** Start **

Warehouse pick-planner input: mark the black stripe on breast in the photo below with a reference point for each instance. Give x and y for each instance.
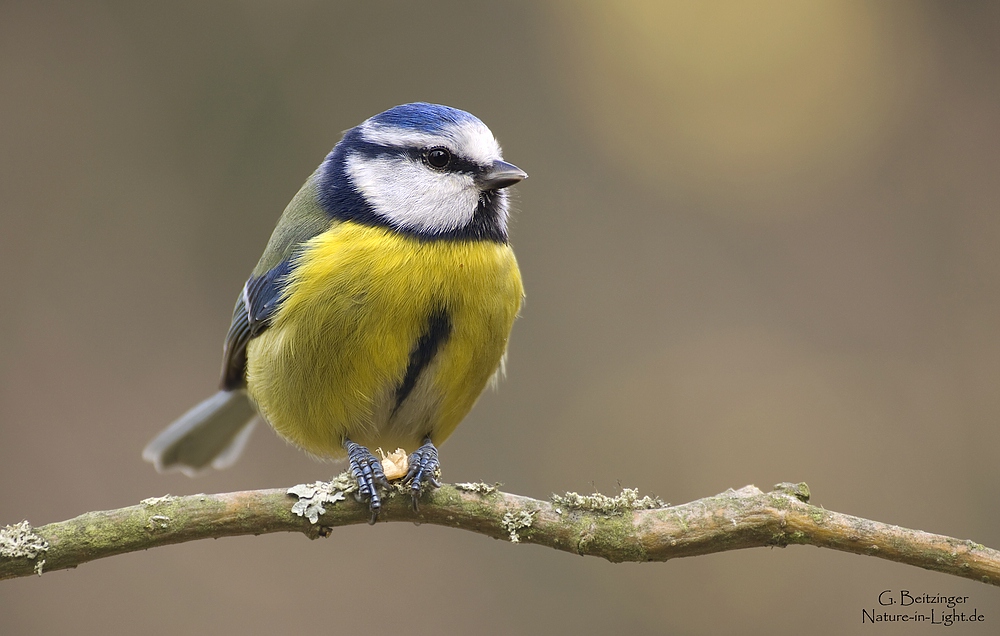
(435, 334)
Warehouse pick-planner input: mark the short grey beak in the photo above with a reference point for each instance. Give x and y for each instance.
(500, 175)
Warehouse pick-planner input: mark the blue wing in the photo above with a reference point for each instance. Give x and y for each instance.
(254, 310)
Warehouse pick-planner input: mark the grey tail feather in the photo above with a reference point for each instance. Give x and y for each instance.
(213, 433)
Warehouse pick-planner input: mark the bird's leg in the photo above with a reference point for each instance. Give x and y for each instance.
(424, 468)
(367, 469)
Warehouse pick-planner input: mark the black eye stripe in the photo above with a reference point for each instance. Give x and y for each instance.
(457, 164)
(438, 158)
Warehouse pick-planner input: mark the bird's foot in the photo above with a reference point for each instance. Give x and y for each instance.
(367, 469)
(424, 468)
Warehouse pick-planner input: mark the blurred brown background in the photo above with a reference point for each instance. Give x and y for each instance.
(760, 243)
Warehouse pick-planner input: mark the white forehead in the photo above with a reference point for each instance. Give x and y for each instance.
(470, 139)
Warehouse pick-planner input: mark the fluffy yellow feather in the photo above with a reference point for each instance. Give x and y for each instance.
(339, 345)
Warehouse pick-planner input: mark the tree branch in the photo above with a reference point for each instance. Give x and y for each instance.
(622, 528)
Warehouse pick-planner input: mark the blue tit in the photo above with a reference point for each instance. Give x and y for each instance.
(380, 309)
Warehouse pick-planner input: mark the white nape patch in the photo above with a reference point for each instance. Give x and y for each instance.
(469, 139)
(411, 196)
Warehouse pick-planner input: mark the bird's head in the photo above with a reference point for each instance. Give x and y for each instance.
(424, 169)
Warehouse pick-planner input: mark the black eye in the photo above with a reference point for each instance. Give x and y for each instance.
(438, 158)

** End **

_EXERCISE BRIEF_:
Print all of the material above again word for word, leaving out the pictures.

_SOLUTION TO THIS EXERCISE_:
Warehouse pick-planner input: mark the black stripe on breast in the photo below with a reference point for each instance. Give x and y for each instance.
(435, 334)
Warehouse pick-planner input: mark the short grey beak in the photo above with a reference point for each instance. Give x and y for each instance.
(500, 175)
Warehouse pick-planner input: mark the blue wing in the photo above with a reference point for each instance. Give x and y for each instance.
(254, 310)
Warehouse pick-planner input: mark the grey tail feather in the photo above with a reference point for each instance. Give x and y for each instance.
(213, 433)
Warehouse pick-planner input: mark the bird's leg in the photo above with a reference point for each instance. Give x and y for each instance.
(424, 468)
(367, 469)
Warehouse pick-planner input: mark the black eye stripe in the photo above with a reference point for each instance. Give x and y for each instance.
(457, 164)
(438, 158)
Warehouse pick-planner input: mark the bird's foot in the photo above with a reference point for each instance. Give x and y for each instance.
(367, 469)
(424, 468)
Warehouse pick-planner input: mark the blurred brown background in the photo above with a reference point for each instance. Give x and y for each instance.
(760, 243)
Warehouse pick-planner input: mark the white forehead in the photo above with a reference point for each instance. Give x and y for each instance.
(470, 139)
Warehouse pick-planner input: mark the fluffy yellow feather in the photo above with a reference point for each instance. Give x and y for each instance.
(339, 345)
Warehouse pick-planner input: mark the tree branch in the photo above with a reference point for each instance. Give x and y for each instance.
(622, 528)
Warehouse pick-planner input: mark the blue tit in the photo above with a reference point for each instance. Give x and y for each instance.
(380, 309)
Warehouse pick-planner input: mark the white nape patch in the photo above with a reference point for each instance. Give x and y for each instance.
(469, 139)
(411, 196)
Warehouse pick-planner input: mark the bird's head in the photo above with a reference point for each instance. Give x and y for each instance.
(424, 169)
Warehouse pick-planner input: mark the black eye in the photo above with a reference point for each instance. Give x and y for each instance.
(438, 158)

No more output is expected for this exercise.